[Start of section]

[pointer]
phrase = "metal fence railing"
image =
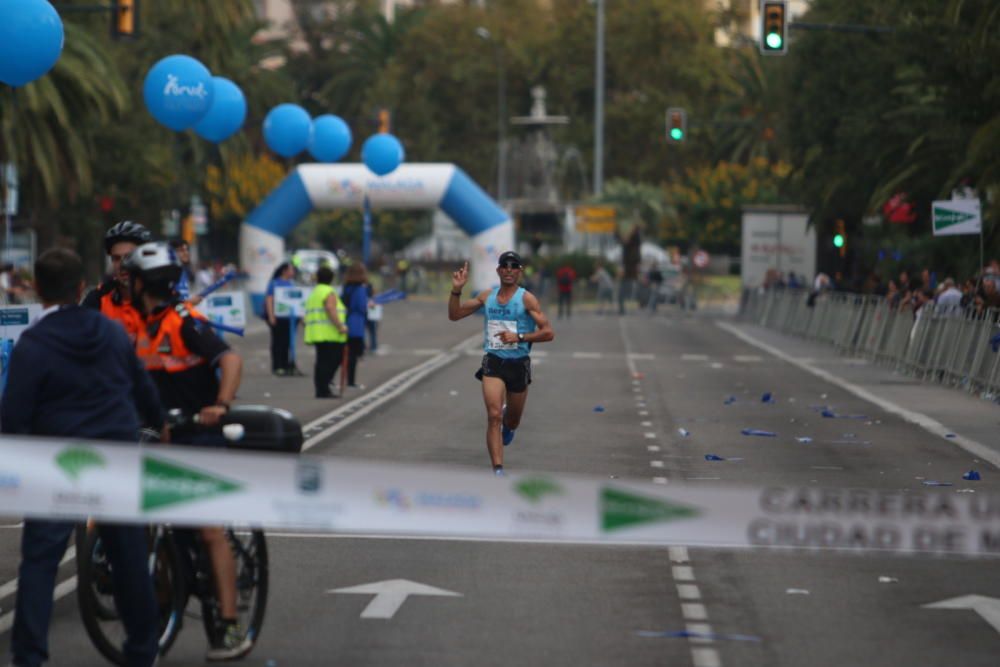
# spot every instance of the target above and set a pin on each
(950, 347)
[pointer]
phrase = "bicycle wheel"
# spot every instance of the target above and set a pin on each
(95, 593)
(250, 550)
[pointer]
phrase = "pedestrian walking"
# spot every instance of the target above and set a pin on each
(513, 322)
(326, 330)
(281, 327)
(74, 374)
(355, 298)
(605, 289)
(565, 279)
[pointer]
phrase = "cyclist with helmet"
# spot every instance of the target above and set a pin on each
(182, 353)
(111, 297)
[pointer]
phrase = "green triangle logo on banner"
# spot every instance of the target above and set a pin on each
(620, 509)
(944, 217)
(165, 483)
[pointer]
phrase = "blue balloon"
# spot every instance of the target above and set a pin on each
(178, 91)
(287, 129)
(331, 138)
(31, 40)
(382, 153)
(229, 110)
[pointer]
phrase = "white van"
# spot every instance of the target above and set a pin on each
(308, 261)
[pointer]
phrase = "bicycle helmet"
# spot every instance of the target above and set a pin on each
(129, 231)
(155, 263)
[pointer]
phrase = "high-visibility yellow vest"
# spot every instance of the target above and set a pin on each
(319, 328)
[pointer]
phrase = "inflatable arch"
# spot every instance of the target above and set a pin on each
(413, 186)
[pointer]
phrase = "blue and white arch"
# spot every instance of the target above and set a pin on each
(411, 186)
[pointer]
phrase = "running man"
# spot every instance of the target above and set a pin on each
(513, 322)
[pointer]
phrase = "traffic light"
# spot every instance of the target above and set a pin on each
(840, 238)
(774, 27)
(124, 18)
(676, 124)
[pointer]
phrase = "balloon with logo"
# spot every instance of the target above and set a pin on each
(382, 153)
(178, 91)
(287, 129)
(31, 40)
(331, 138)
(228, 111)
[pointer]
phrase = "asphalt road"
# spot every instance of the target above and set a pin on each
(551, 604)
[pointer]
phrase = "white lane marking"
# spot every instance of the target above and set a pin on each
(747, 358)
(694, 611)
(688, 591)
(705, 657)
(929, 424)
(390, 595)
(361, 406)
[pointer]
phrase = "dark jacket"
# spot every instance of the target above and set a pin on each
(75, 374)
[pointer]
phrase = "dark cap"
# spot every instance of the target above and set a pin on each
(510, 256)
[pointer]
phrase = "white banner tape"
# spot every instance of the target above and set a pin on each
(188, 485)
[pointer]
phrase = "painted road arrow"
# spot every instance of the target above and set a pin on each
(390, 595)
(988, 608)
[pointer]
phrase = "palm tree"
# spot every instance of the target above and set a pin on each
(40, 123)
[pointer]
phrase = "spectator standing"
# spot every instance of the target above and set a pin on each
(74, 374)
(281, 329)
(655, 279)
(950, 299)
(565, 277)
(355, 298)
(326, 331)
(605, 288)
(187, 279)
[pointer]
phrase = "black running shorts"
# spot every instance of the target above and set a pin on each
(515, 373)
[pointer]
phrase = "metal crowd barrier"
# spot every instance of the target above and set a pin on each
(950, 347)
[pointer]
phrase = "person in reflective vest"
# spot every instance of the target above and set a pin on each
(111, 297)
(326, 331)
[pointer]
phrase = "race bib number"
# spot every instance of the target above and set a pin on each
(494, 328)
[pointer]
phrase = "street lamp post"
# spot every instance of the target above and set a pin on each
(501, 113)
(599, 102)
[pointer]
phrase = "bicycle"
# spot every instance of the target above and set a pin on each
(178, 560)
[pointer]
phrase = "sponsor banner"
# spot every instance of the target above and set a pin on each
(227, 308)
(415, 186)
(956, 217)
(290, 301)
(192, 486)
(15, 319)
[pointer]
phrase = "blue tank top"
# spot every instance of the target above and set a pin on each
(510, 316)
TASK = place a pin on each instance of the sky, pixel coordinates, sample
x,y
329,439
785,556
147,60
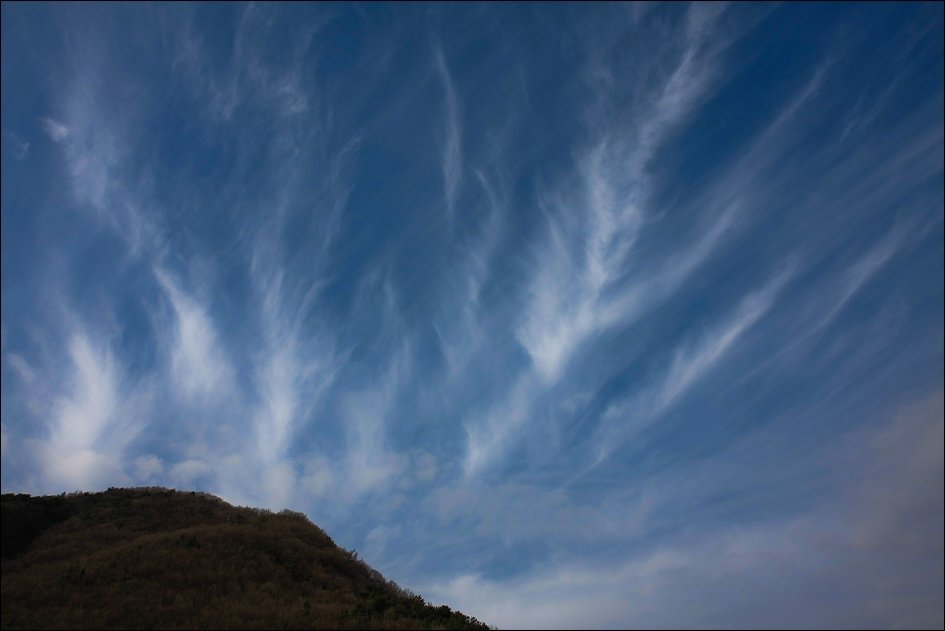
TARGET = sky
x,y
566,315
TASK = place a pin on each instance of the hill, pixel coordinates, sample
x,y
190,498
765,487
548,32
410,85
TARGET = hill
x,y
146,558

[End of section]

Task requirements
Determine the number of lines in the records that contain the word "sample", and provide that number alone.

Solution to this task
2